◆ **PASSAGE SHOWN**:
begin

2021-08-03 Thread Chris Green via rsync
Andy Smith via rsync  wrote:
> Hi Chris,
> 
> On Tue, Aug 03, 2021 at 09:48:37AM +0100, Chris Green via rsync wrote:
> > But how do you handle the other end to restore the root ownership etc.?
> > The script has to do something like:-
> > 
> > rsync -a /etc/ chris@remote:backups/etc/
> > 
> > So at the remote end it only has chris' privileges.
> 
> A couple of options:
> 
> 
> https://strugglers.net/~andy/blog/2021/04/10/rsync-and-sudo-without-x-forwarding/
> 
> Since you want to automate it I'd go with letting root log in by ssh
> key only, and force the key to work only with a specific script.

end

◆ **SOURCE MATERIAL**:
begin

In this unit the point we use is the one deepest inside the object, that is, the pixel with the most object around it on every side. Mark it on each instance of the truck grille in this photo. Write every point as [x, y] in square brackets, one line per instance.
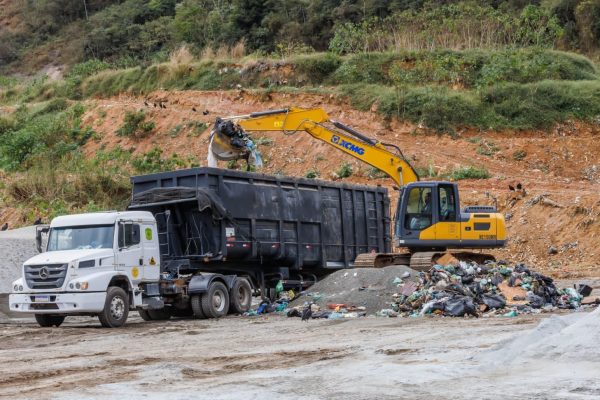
[46, 276]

end

◆ **GOALS**:
1. Answer these questions about the rsync email exchange, one line each:
(a) What rsync command does Chris say the script has to run?
(b) At the remote end, whose privileges does the script have?
(c) What login method for root does Andy recommend for automation?
2. Carry on the rsync email exchange from the point where it stops.

◆ **EXPECTED RESULTS**:
1.
(a) rsync -a /etc/ chris@remote:backups/etc/
(b) Chris' privileges.
(c) Letting root log in by ssh key only, with the key forced to work only with a specific script.

2.
> 
> Here is an example forced command that only allows rsync
> 
> https://www.guyrutenberg.com/2014/01/14/restricting-ssh-access-to-rsync/
> 
> This is still vulnerable to doing anything that rsync can do. You
> can secure it further by making a script that only does the specific
> things you need rsync to do, e.g. the exact parameters and paths,
> and force that script instead.
> 
Ah yes, I've done this elsewhere using 'rrsync' at the receiving end,
it's another possible approach to investigate, thanks.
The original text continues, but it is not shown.